- [Job] Count the lines in the rows below that contain the word "wooden" and give only that number.

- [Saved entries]

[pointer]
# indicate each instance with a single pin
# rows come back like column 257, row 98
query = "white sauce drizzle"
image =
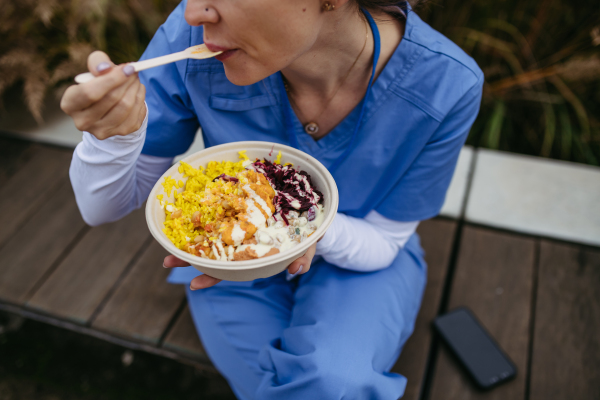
column 237, row 234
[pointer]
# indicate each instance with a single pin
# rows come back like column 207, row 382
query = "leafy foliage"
column 541, row 61
column 45, row 43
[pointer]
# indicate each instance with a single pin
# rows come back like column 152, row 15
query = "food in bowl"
column 236, row 211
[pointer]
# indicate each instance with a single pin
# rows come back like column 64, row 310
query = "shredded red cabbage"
column 295, row 191
column 227, row 178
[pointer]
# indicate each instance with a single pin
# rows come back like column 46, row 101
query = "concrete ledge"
column 455, row 198
column 58, row 128
column 537, row 196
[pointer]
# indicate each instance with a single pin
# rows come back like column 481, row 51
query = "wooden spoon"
column 196, row 52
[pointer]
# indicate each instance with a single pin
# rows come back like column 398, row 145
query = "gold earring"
column 327, row 6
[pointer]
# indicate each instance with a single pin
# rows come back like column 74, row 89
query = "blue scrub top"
column 416, row 118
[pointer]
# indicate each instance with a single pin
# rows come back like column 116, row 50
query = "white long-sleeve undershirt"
column 111, row 178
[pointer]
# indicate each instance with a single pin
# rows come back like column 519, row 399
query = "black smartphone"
column 475, row 348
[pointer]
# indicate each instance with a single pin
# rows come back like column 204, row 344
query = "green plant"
column 541, row 61
column 45, row 43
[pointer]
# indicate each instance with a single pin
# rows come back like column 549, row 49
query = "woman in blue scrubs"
column 380, row 98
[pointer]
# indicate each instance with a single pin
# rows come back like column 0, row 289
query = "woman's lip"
column 225, row 55
column 215, row 48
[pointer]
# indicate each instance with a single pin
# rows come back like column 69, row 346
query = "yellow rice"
column 181, row 230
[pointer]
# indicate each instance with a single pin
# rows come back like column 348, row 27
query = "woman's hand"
column 110, row 105
column 299, row 266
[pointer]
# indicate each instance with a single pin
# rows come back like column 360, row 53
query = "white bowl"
column 261, row 267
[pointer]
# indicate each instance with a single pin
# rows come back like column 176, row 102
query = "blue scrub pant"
column 328, row 334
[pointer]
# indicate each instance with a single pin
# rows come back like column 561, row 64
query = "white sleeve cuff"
column 367, row 244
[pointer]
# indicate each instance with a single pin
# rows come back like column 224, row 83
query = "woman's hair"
column 393, row 7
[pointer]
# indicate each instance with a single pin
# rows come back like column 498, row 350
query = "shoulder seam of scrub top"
column 444, row 54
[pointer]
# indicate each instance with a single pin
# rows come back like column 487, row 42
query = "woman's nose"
column 199, row 12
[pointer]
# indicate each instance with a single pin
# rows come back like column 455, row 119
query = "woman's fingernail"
column 102, row 66
column 128, row 70
column 289, row 277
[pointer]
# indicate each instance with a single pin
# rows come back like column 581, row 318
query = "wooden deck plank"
column 494, row 278
column 184, row 339
column 31, row 252
column 566, row 346
column 144, row 303
column 84, row 278
column 14, row 154
column 437, row 237
column 29, row 188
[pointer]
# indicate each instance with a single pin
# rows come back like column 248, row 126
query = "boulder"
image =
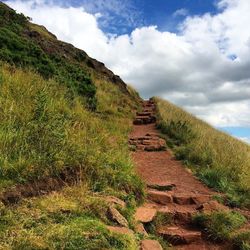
column 144, row 214
column 114, row 215
column 150, row 245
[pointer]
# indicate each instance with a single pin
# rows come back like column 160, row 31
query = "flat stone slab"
column 139, row 228
column 162, row 187
column 114, row 215
column 120, row 230
column 159, row 197
column 178, row 236
column 150, row 245
column 144, row 214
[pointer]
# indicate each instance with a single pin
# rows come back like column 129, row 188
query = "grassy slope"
column 218, row 159
column 56, row 112
column 43, row 131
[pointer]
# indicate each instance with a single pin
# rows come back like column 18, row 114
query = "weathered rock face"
column 211, row 206
column 160, row 197
column 178, row 235
column 173, row 193
column 150, row 245
column 148, row 143
column 120, row 230
column 144, row 214
column 114, row 215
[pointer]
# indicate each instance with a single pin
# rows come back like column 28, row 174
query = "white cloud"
column 192, row 68
column 181, row 12
column 245, row 139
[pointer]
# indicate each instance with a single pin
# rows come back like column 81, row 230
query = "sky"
column 194, row 53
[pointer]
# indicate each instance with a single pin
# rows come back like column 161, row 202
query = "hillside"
column 219, row 160
column 65, row 119
column 85, row 163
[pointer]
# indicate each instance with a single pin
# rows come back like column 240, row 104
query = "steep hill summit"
column 85, row 163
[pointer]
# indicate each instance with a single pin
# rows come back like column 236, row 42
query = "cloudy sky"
column 195, row 53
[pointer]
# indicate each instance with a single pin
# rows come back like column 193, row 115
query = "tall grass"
column 220, row 160
column 44, row 130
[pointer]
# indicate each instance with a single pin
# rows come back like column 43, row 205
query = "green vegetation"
column 242, row 240
column 26, row 45
column 218, row 159
column 219, row 226
column 71, row 219
column 44, row 130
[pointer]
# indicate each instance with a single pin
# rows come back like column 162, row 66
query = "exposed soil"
column 172, row 189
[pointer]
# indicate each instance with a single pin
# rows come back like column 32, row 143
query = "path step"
column 145, row 214
column 164, row 197
column 159, row 197
column 142, row 120
column 148, row 143
column 150, row 245
column 178, row 235
column 179, row 214
column 187, row 199
column 162, row 187
column 120, row 230
column 144, row 113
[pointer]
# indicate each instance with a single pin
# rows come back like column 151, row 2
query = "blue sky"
column 194, row 53
column 138, row 13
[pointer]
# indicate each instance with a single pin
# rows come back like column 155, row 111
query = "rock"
column 115, row 201
column 162, row 187
column 200, row 199
column 159, row 197
column 139, row 228
column 182, row 199
column 144, row 214
column 120, row 230
column 11, row 197
column 150, row 245
column 144, row 113
column 211, row 206
column 114, row 215
column 178, row 236
column 138, row 122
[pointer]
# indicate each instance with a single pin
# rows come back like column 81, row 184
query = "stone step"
column 164, row 198
column 144, row 113
column 144, row 214
column 188, row 199
column 143, row 120
column 178, row 235
column 162, row 186
column 148, row 143
column 159, row 197
column 150, row 245
column 120, row 230
column 179, row 214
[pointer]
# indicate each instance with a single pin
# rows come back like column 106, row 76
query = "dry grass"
column 44, row 130
column 220, row 160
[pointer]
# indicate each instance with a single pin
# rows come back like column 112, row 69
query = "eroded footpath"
column 172, row 191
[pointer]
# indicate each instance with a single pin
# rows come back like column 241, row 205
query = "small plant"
column 242, row 240
column 219, row 226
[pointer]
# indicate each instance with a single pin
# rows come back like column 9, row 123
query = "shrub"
column 219, row 226
column 219, row 160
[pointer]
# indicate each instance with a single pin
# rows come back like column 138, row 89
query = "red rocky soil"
column 171, row 189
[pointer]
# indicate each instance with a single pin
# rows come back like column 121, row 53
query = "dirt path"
column 171, row 189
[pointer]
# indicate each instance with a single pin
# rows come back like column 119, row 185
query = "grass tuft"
column 219, row 160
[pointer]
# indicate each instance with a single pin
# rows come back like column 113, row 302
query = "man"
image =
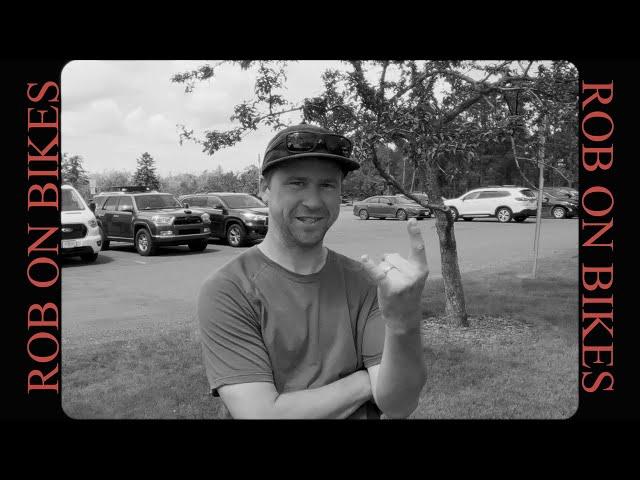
column 291, row 329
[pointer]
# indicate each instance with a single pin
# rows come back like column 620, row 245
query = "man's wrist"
column 403, row 325
column 363, row 385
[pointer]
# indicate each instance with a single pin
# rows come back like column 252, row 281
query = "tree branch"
column 515, row 158
column 392, row 181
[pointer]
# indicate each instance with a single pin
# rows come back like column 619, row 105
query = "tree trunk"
column 455, row 309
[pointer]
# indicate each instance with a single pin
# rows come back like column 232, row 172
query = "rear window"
column 152, row 202
column 242, row 201
column 528, row 193
column 71, row 200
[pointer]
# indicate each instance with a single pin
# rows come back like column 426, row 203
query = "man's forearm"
column 335, row 400
column 402, row 372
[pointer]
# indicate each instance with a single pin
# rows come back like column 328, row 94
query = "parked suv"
column 236, row 217
column 383, row 206
column 150, row 220
column 560, row 202
column 80, row 231
column 504, row 203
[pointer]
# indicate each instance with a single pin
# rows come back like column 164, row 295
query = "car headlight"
column 162, row 219
column 253, row 216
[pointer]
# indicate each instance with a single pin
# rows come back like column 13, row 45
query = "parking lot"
column 123, row 293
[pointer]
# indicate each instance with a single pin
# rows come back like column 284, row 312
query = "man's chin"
column 308, row 239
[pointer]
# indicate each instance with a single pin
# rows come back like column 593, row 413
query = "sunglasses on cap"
column 300, row 142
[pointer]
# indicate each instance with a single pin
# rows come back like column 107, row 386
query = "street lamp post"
column 512, row 97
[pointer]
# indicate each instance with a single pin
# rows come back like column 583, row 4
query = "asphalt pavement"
column 123, row 291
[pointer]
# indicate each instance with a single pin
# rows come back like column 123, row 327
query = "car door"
column 388, row 206
column 373, row 206
column 215, row 209
column 106, row 215
column 469, row 204
column 122, row 220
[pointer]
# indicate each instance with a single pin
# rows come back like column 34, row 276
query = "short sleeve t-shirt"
column 260, row 322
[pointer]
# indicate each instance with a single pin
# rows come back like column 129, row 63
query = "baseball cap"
column 304, row 140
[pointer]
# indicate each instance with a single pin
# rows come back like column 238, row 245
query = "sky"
column 113, row 111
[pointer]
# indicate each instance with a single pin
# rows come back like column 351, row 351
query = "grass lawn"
column 517, row 359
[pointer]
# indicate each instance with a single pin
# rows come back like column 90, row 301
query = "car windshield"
column 71, row 200
column 404, row 199
column 242, row 201
column 528, row 193
column 155, row 202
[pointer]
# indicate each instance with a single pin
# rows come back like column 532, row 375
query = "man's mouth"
column 309, row 220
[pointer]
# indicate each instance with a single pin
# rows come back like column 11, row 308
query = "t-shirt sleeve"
column 232, row 346
column 374, row 329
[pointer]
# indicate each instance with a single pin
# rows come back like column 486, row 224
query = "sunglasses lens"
column 308, row 141
column 338, row 145
column 301, row 141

- [Exercise output] 2